- **SUPPLIED TEXT**
The algorithm can be also fed by those constraints imposed by the scenario under study (street cut, daily/nightly schedule, etc.).
  • Using the above information, the algorithm jointly calculates the optimal number of trucks to use and the path they have to follow for collecting the waste of those containers with a fill level equal or higher than the threshold, minimizing the routes (total distance in km), which are directly related to fuel consumption, amount of CO2 emissions and waste collected.
Our proposal has been implemented as a Net2Plan [11,12] algorithm. Net2Plan is an open-source tool designed for the modeling and planning of communication networks. The ILP inside our algorithm is solved using JOM (Java Optimization Modeler) [13], a free and open-source Java library for modeling optimization programs and interfacing with solver libraries that produce numerical solutions for them. A use case is presented in the city of Cartagena (Spain), where the optimal path planning for plastic waste collection is solved. The city layout information has been imported into Net2Plan using the Net2Plan-GIS extension [14]. Net2Plan-GIS enables the management of data to and from GIS databases.

- **DATA SECTION**
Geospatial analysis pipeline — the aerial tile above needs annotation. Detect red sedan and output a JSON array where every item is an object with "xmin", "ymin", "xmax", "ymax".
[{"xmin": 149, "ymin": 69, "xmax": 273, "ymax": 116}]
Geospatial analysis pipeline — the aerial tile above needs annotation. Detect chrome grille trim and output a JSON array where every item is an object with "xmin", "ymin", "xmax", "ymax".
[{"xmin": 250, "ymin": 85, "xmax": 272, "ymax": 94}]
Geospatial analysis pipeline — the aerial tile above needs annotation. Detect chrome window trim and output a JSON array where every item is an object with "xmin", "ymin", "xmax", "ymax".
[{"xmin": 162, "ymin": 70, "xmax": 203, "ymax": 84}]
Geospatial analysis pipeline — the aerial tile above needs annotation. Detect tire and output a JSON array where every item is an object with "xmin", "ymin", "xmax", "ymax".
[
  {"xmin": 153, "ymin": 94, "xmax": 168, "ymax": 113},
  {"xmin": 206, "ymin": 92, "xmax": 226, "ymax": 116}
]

==

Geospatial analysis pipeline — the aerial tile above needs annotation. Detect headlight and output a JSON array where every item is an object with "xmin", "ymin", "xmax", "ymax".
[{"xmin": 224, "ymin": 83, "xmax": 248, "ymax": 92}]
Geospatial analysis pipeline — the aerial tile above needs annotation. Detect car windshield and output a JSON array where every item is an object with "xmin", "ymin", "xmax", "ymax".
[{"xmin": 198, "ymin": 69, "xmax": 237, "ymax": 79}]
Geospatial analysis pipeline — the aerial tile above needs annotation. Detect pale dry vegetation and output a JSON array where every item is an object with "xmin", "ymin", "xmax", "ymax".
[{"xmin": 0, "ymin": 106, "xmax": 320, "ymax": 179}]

---

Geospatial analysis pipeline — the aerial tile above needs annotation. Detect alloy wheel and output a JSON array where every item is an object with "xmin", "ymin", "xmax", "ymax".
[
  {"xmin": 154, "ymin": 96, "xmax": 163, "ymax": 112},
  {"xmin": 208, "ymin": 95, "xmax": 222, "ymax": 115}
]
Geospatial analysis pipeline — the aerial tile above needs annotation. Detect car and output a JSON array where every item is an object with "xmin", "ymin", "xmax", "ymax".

- **TASKS TO COMPLETE**
1. From the waste-collection routing text above, copy the stretch from "The algorithm can" through "and waste collected.".
2. Translate this sentence from the waste-collection routing text into Spanish: "Net2Plan is an open-source tool designed for the modeling and planning of communication networks."
3. According to the waste-collection routing text, which quantities are the routes directly related to? Name all of them.

- **SOLUTIONS TO THE EXERCISE**
1.
The algorithm can be also fed by those constraints imposed by the scenario under study (street cut, daily/nightly schedule, etc.).
  • Using the above information, the algorithm jointly calculates the optimal number of trucks to use and the path they have to follow for collecting the waste of those containers with a fill level equal or higher than the threshold, minimizing the routes (total distance in km), which are directly related to fuel consumption, amount of CO2 emissions and waste collected.

2. Net2Plan es una herramienta de código abierto diseñada para el modelado y la planificación de redes de comunicación.

3.
- Fuel consumption
- Amount of CO2 emissions
- Waste collected